TASK GOAL: Retype the full set of records. Keep every character identical.

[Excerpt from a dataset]
>>

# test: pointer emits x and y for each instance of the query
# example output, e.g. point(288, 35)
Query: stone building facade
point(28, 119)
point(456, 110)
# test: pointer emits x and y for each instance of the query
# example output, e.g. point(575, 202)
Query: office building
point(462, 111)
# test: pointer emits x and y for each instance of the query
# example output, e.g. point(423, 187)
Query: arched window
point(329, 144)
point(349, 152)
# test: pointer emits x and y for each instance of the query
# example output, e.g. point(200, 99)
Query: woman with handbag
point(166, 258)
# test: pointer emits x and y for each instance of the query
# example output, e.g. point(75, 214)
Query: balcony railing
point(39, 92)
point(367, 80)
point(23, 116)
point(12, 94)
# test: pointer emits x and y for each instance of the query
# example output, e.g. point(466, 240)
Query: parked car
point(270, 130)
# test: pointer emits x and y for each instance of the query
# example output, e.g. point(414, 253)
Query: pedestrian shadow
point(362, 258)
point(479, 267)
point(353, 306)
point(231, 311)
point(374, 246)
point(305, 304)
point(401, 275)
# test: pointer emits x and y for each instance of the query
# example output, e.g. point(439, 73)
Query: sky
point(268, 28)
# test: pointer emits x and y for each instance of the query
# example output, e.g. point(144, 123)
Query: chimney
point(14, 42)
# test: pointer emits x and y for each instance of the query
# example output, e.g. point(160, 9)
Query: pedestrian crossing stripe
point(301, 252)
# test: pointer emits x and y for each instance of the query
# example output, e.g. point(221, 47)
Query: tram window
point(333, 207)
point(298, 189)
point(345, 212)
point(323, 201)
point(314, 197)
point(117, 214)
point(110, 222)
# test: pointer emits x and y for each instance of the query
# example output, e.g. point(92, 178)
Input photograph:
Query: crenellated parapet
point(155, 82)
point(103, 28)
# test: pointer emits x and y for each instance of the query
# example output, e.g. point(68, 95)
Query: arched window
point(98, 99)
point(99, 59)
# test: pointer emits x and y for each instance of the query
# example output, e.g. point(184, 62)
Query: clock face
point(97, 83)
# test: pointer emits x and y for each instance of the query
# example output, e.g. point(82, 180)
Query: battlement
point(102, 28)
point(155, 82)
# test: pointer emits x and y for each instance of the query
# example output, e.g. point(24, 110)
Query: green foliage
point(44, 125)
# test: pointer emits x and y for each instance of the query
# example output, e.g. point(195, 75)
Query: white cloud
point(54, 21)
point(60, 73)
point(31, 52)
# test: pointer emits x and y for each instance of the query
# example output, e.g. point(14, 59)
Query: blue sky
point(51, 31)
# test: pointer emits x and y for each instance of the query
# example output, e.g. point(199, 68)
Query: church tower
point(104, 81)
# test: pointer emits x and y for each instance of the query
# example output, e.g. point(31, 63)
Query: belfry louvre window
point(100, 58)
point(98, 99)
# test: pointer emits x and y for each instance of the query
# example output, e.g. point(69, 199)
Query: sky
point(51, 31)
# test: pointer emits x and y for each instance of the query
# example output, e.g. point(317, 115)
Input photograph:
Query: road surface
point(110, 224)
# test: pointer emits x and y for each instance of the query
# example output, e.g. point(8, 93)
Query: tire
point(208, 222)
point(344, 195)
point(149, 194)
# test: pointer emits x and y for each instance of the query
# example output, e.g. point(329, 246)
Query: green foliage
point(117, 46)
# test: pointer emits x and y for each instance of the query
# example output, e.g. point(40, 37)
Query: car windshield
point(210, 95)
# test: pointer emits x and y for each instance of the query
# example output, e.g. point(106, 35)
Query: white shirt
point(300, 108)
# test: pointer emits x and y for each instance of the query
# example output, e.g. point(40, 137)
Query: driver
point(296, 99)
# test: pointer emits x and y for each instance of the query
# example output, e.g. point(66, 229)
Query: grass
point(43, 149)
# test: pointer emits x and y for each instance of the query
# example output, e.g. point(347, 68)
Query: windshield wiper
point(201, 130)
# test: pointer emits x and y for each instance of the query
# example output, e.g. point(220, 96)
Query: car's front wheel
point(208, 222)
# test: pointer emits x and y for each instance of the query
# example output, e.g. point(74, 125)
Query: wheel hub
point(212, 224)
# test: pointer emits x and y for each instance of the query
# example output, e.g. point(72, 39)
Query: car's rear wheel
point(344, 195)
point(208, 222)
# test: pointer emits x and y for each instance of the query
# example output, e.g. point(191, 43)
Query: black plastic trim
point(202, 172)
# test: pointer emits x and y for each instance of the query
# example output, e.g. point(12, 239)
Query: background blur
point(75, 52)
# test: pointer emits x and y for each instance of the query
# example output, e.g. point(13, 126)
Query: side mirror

<<

ANSWER TO THIS EXERCISE:
# test: pointer emits x and y for each instance of the query
# example output, e.g. point(288, 35)
Query: stone building facade
point(28, 119)
point(456, 110)
# test: pointer emits x and y for each instance of the query
# example output, e.g. point(575, 202)
Query: office building
point(462, 111)
# test: pointer emits x and y for each instance of the query
# example output, e.g. point(423, 187)
Query: arched window
point(329, 144)
point(349, 152)
# test: pointer emits x and y for each instance of the query
# example output, e.g. point(200, 99)
Query: woman with handbag
point(166, 258)
# test: pointer emits x and y for each instance of the query
# example output, e.g. point(75, 214)
Query: balcony railing
point(39, 92)
point(367, 80)
point(23, 116)
point(12, 94)
# test: pointer emits x and y for each instance of the query
# example output, e.g. point(466, 240)
Query: parked car
point(270, 130)
# test: pointer emits x and y for each instance of the query
# example output, e.g. point(414, 253)
Query: pedestrian shadow
point(362, 258)
point(479, 267)
point(353, 306)
point(231, 311)
point(374, 246)
point(305, 304)
point(401, 275)
# test: pointer emits x and y for each instance of the query
# example output, e.g. point(439, 73)
Query: sky
point(268, 28)
# test: pointer emits x and y for each instance of the query
# example output, e.g. point(144, 123)
Query: chimney
point(14, 42)
# test: pointer emits x and y for each instance of the query
# example output, e.g. point(160, 9)
Query: pedestrian crossing stripe
point(301, 252)
# test: pointer emits x and y for each instance of the query
# example output, e.g. point(221, 47)
Query: tram window
point(333, 207)
point(298, 189)
point(345, 212)
point(323, 201)
point(314, 197)
point(117, 214)
point(110, 222)
# test: pointer emits x and y for each instance of the query
# example output, e.g. point(92, 178)
Input photograph:
Query: crenellated parapet
point(155, 82)
point(103, 28)
# test: pointer emits x and y for each instance of the query
# example output, e.g. point(68, 95)
Query: arched window
point(98, 99)
point(99, 59)
# test: pointer emits x and y for each instance of the query
# example output, e.g. point(184, 62)
Query: clock face
point(97, 83)
# test: pointer emits x and y for each instance of the query
# example output, e.g. point(82, 180)
Query: battlement
point(102, 28)
point(155, 82)
# test: pointer emits x and y for each instance of the query
# example output, e.g. point(24, 110)
Query: green foliage
point(44, 125)
# test: pointer emits x and y for each instance of the query
# example output, e.g. point(195, 75)
Query: white cloud
point(54, 21)
point(60, 73)
point(31, 52)
# test: pointer emits x and y for each instance of the query
# example output, e.g. point(14, 59)
Query: blue sky
point(51, 31)
# test: pointer emits x and y for each instance of the query
# example output, e.g. point(199, 68)
Query: church tower
point(104, 81)
# test: pointer emits x and y for each instance of the query
# example output, e.g. point(31, 63)
Query: belfry louvre window
point(100, 58)
point(98, 99)
# test: pointer emits x and y for each instance of the query
# example output, e.g. point(69, 199)
Query: sky
point(51, 31)
# test: pointer emits x and y for each instance of the query
# example output, e.g. point(317, 115)
Input photograph:
Query: road surface
point(110, 224)
# test: pointer emits x and y for each instance of the query
# example output, e.g. point(8, 93)
Query: tire
point(208, 222)
point(344, 195)
point(149, 194)
# test: pointer emits x and y for each instance of the query
# example output, e.g. point(329, 246)
Query: green foliage
point(117, 46)
# test: pointer emits x and y for each instance of the query
# example output, e.g. point(40, 37)
Query: car windshield
point(210, 95)
# test: pointer emits x and y for each instance of the query
# example output, e.g. point(106, 35)
Query: white shirt
point(300, 108)
# test: pointer emits x and y for each instance of the query
# example output, e.g. point(40, 137)
Query: driver
point(296, 99)
# test: pointer emits x and y for each instance of the query
# example output, e.g. point(66, 229)
Query: grass
point(43, 149)
# test: pointer emits x and y for each instance of the query
# example output, e.g. point(347, 68)
Query: windshield wiper
point(201, 130)
# test: pointer emits x and y for each instance of the query
# example output, e.g. point(220, 96)
Query: car's front wheel
point(208, 222)
# test: pointer emits x and y for each instance of the query
# example output, e.g. point(74, 125)
Query: wheel hub
point(212, 224)
# test: pointer emits x and y for each instance of the query
# example output, e.g. point(72, 39)
Query: car's rear wheel
point(344, 195)
point(208, 222)
# test: pointer emits x and y for each instance of the query
# example output, e.g. point(191, 43)
Query: black plastic trim
point(202, 172)
# test: pointer emits x and y for each instance of the query
# example output, e.g. point(12, 239)
Query: background blur
point(75, 52)
# test: pointer emits x and y for each instance of the query
# example output, e.g. point(13, 126)
Query: side mirror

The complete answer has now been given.